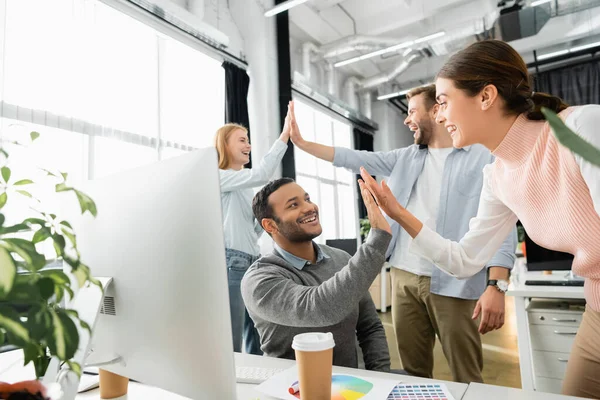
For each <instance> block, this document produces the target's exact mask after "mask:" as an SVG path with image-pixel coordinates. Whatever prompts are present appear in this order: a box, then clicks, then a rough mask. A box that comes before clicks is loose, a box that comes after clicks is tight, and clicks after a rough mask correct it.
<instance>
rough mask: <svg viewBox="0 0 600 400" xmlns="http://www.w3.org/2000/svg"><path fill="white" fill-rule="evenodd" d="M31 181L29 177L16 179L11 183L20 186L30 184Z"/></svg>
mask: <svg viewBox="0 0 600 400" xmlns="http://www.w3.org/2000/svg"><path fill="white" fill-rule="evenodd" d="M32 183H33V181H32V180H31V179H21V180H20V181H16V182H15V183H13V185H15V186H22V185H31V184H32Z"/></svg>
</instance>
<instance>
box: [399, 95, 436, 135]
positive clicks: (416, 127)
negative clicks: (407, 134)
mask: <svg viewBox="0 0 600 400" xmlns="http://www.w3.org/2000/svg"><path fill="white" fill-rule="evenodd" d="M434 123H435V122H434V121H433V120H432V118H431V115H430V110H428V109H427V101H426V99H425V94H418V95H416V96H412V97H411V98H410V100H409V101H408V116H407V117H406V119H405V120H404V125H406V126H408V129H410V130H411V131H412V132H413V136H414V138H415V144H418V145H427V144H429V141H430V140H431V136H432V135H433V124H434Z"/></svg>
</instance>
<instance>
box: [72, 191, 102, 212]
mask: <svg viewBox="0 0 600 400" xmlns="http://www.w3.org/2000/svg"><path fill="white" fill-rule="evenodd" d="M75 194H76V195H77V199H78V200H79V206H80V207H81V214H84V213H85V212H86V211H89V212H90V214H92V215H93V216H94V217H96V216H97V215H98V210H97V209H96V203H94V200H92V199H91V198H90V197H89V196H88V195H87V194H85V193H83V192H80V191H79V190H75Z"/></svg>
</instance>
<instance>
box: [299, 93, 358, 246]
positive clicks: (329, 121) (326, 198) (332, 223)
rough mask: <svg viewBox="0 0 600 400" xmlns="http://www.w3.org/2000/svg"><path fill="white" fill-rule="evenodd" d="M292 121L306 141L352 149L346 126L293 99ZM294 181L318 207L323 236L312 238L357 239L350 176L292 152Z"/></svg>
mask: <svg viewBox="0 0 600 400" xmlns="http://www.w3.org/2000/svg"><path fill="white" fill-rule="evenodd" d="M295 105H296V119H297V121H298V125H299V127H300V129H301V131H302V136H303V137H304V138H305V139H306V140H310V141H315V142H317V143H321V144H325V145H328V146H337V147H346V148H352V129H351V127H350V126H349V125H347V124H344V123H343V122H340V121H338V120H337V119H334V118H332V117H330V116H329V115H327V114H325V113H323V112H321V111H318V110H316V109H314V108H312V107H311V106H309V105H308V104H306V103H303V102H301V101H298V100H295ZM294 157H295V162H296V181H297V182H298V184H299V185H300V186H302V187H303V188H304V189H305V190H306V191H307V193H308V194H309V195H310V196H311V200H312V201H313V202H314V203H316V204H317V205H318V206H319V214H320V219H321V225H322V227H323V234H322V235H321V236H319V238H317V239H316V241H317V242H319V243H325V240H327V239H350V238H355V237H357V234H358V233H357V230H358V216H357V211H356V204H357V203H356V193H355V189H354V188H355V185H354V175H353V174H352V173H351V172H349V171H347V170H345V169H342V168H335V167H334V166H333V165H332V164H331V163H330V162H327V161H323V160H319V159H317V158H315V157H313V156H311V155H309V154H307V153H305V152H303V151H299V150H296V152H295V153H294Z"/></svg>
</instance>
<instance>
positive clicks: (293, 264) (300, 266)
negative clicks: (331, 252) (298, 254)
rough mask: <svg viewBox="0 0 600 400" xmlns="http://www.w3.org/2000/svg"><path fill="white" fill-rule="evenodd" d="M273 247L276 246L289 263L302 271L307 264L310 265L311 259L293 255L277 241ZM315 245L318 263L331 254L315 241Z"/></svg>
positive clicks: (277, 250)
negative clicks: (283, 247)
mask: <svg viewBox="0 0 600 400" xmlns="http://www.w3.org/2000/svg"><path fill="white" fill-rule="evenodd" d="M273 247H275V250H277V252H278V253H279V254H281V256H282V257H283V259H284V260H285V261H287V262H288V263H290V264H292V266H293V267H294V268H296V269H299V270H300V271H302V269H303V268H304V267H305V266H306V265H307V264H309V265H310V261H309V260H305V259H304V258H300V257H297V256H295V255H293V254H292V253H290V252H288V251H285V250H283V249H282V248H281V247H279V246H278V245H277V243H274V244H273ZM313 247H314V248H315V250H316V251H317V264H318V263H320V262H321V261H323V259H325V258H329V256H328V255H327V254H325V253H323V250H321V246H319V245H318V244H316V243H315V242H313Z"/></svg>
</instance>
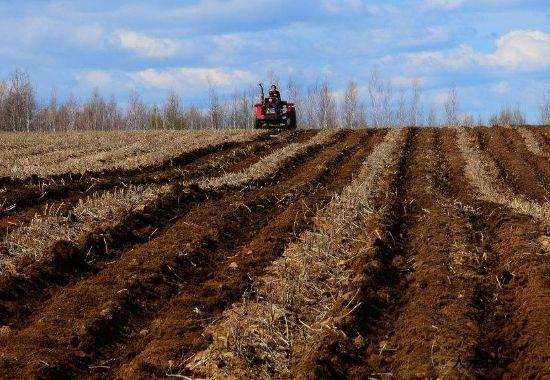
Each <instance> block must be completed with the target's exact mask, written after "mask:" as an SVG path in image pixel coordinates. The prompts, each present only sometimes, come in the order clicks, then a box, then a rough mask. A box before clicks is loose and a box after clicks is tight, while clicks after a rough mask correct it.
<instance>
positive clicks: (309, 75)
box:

(EXERCISE DESCRIPTION): Identify every line of the data above that contains the string "pixel", matching case exactly, and copy each of those lines in full.

(OUTPUT BELOW):
For each <instance> block, this document produces the target's exact mask after "mask:" as an SVG path with image-pixel coordinates. Whatever prompts are present appear in this order: a box, then clicks, then a rough mask. A box that comes before clicks is loose, a box that comes after clicks is tight, and clicks after a rough mask correct it.
Each <instance> block must be completed with the target's exact mask, written after "mask:" as an SVG path in image pixel coordinates. The prompts, each present only sometimes, come in the order clicks, then a box, then a rough mask. A box before clicks is loose and a box after clicks is tight, while clicks after a rough mask correct it.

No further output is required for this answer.